[start Text extract]
I have been benchmarking the code for a while and have been able to make it a lot faster compared to my initial attempts, but now seem to have hit a ceiling in my abilities in improving performance. Have I made bad decisions from performance point of view?

Here's the code:

package main

import (
    "fmt"
    "math"
    "math/rand"
    "os"
    "time"
)

const (
    ZOMBIE_SPEED_SQ      float64 = 400 * 400
    PLAYER_SPEED_SQ      float64 = 1000 * 1000
    SHOOT_RANGE_SQ       float64 = 2000 * 2000
    ZOMBIES_SAFE_DIST_SQ float64 = (400 + 1000 + 2000) * (400 + 1000 + 2000)
)

var FIBS = []int{1, 1, 2, 3, 5, 8, 13, 21, 34, 55, 89, 144,
    233, 377, 610, 987, 1597, 2584, 4181, 6765,
    10946, 17711, 28657, 46368, 75025, 121393,
    196418, 317811, 514229, 832040}

func main() {
    rand.Seed(time.Now().UTC().UnixNano())

    var timelimitNS time.Duration
    timelimitNS = 1000E6

    i, score := FindSolution(timelimitNS)

    fmt.Fprintf(os.Stderr, "did %v simulations, best score %v \n", i, score)
}

// Point struct and related methods

type Point struct {
    x float64
    y float64
}

func (me *Point) DistSq(to *Point) float64 {
    return (to.x-me.x)*(to.x-me.x) + (to.y-me.y)*(to.y-me.y)
}
func (me *Point) Move(to *Point, speedsq float64) {
    distsq := me.DistSq(to)
    if speedsq <= distsq {
        temp := speedsq / distsq
        mod := math.Sqrt(temp)
        me.x = math.Trunc(me.x + mod*(to.x-me.x))
        me.y = math.Trunc(me.y + mod*(to.y-me.y))
    } else {
        me.x = to.x
        me.y = to.y
    }
}

// Gamestate struct and related methods

type GameState struct {
    score   int
    player  *Point
    zombies []*Point
    humans  []*Point
}

func CreateGameState() *GameState {
    state := new(GameState)
    state.score = 0
    state.player = nil
    state.zombies = make([]*Point, 0, 100)
    state.humans = make([]*Point, 0, 100)
    return state
}

func (state *GameState) Simulate(inpGen func() *Point, cutoff int) (int, []Point) {
    turn := 0

    tempSlice := make([]*Point, 0, 100)
    tempShootSlice := make([]*Point, 0, 100)
    tempSafeZombiesSlice := make([]*Point, 0, 100)
    moveList := make([]Point, 0, 100)

    for {
        turn++

        // Zombies move towards their targets
        tempShootSlice = tempShootSlice[:0]
        tempSafeZombiesSlice = tempSafeZombiesSlice[:0]
        for _, zObj := range state.zombies {
            closestObj := state.player
            closestDistSq := zObj.DistSq(state.player)

            // tempShootSlice is used in the shooting step
            if closestDistSq <= ZOMBIES_SAFE_DIST_SQ {
                tempShootSlice = append(tempShootSlice, zObj)
[end Text extract]
• What you need to do:
1. In the Go simulation post, what capacity does CreateGameState give the zombies and humans slices?
2. Summarize the Go simulation post in two sentences.
3. Carry on writing the Go simulation post from the point where it stops.
The records have no connection to the Go simulation post.
[start Supplied entries]
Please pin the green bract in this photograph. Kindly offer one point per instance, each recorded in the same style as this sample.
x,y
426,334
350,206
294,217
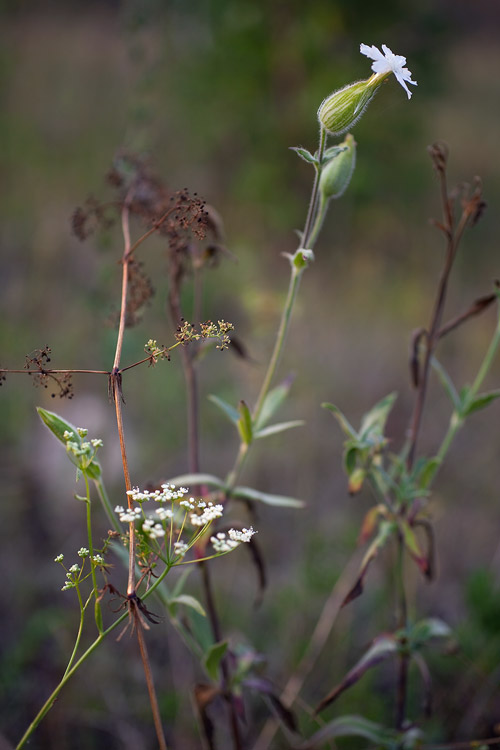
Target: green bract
x,y
342,109
336,174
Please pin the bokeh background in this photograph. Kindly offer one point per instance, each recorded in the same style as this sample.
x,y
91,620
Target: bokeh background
x,y
212,94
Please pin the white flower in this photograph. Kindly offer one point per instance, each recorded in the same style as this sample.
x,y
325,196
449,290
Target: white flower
x,y
388,62
241,536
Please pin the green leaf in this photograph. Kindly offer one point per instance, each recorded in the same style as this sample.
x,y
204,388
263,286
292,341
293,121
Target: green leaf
x,y
353,726
245,425
344,423
188,601
350,457
247,493
432,627
304,154
273,401
427,470
385,531
192,479
230,412
213,658
480,402
57,425
447,384
279,427
381,649
375,419
332,152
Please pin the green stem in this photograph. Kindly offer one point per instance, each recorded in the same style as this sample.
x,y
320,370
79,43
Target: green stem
x,y
318,223
103,496
311,214
293,287
97,606
457,419
79,633
67,675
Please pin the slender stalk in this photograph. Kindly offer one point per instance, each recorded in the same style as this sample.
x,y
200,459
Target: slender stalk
x,y
150,683
293,287
311,214
402,688
97,606
67,676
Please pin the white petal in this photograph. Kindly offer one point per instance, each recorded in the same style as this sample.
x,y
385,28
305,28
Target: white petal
x,y
372,52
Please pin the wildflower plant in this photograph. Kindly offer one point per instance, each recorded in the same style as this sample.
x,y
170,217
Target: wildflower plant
x,y
167,525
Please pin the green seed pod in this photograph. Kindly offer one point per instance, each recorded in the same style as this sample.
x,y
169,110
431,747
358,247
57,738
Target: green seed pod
x,y
342,109
336,174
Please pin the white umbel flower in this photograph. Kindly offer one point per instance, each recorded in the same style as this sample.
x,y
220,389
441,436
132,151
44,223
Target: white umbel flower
x,y
388,62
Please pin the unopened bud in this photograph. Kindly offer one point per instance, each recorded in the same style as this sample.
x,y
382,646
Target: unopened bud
x,y
342,109
336,174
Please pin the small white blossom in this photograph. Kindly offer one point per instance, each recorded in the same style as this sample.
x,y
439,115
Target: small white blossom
x,y
128,516
221,543
241,536
209,514
180,548
164,513
152,529
388,62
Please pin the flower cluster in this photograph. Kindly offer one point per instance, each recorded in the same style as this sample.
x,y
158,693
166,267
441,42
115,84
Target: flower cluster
x,y
222,543
170,531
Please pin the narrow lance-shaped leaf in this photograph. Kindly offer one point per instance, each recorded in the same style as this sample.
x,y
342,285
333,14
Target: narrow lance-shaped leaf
x,y
58,426
213,658
352,726
342,420
385,531
381,649
274,429
480,402
273,401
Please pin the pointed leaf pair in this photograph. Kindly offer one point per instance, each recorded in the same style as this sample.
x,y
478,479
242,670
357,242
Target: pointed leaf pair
x,y
58,426
382,649
385,531
354,726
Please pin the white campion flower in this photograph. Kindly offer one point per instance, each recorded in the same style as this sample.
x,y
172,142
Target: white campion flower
x,y
388,62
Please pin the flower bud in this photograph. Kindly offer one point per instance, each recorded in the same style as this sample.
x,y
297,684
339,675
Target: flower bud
x,y
336,174
339,111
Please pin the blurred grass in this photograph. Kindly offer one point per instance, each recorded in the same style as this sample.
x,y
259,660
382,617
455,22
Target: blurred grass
x,y
215,93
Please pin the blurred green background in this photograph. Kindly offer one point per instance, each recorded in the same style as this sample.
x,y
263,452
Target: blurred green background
x,y
213,93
[end Supplied entries]
• Answers to the problems:
1. Each slice is created with a capacity of 100.

2. After benchmarking and making the code much faster, the poster seems to have hit a ceiling and asks whether any choices were bad for performance. The Go code defines squared speed and range constants, a Point type with distance and move methods, and a GameState holding a score, a player, zombies and humans, whose Simulate method loops over turns, starting with zombies moving toward their targets.

3.
            } else {
                tempSafeZombiesSlice = append(tempSafeZombiesSlice, zObj)
            }
            // Find the closest human
            for _, hObj := range state.humans {
                dist := zObj.DistSq(hObj)
                if dist <= closestDistSq {
                    closestObj = hObj
                    closestDistSq = dist
                }
            }
            zObj.Move(closestObj, ZOMBIE_SPEED_SQ)
        }

        // Player moves towards a random point
        inputPoint := inpGen()
        moveList = append(moveList, *inputPoint)
        state.player.Move(inputPoint, PLAYER_SPEED_SQ)

        // Shoot zombies
        tempSlice = tempSlice[:0]
        killCount := 0
        zombieWorth := len(state.humans) * len(state.humans) * 10
        for _, zObj := range tempShootSlice {
            if zObj.DistSq(state.player) <= SHOOT_RANGE_SQ {
                // fmt.Printf("Shot zombie %v on turn %v \n", zObj, turn)
                killCount++
                state.score += zombieWorth * FIBS[killCount]

            } else {
                tempSafeZombiesSlice = append(tempSafeZombiesSlice, zObj)
            }
        }
        state.zombies = state.zombies[:0]
        for _, zObj := range tempSafeZombiesSlice {
            state.zombies = append(state.zombies, zObj)
        }
        if len(state.zombies) == 0 {
            // fmt.Printf("exiting because of no zombies \n")
            break
        }

        // Eat humans
        tempSlice = tempSlice[:0]
        nzombies := len(state.zombies)
        for _, hObj := range state.humans {
            for zID, zObj := range state.zombies {
                if hObj.x == zObj.x && hObj.y == zObj.y {
                    break
                } else {
                    if zID == nzombies-1 {
                        tempSlice = append(tempSlice, hObj)
                    }
                }
            }
        }
        state.humans = state.humans[:0]
        for _, hObj := range tempSlice {
            state.humans = append(state.humans, hObj)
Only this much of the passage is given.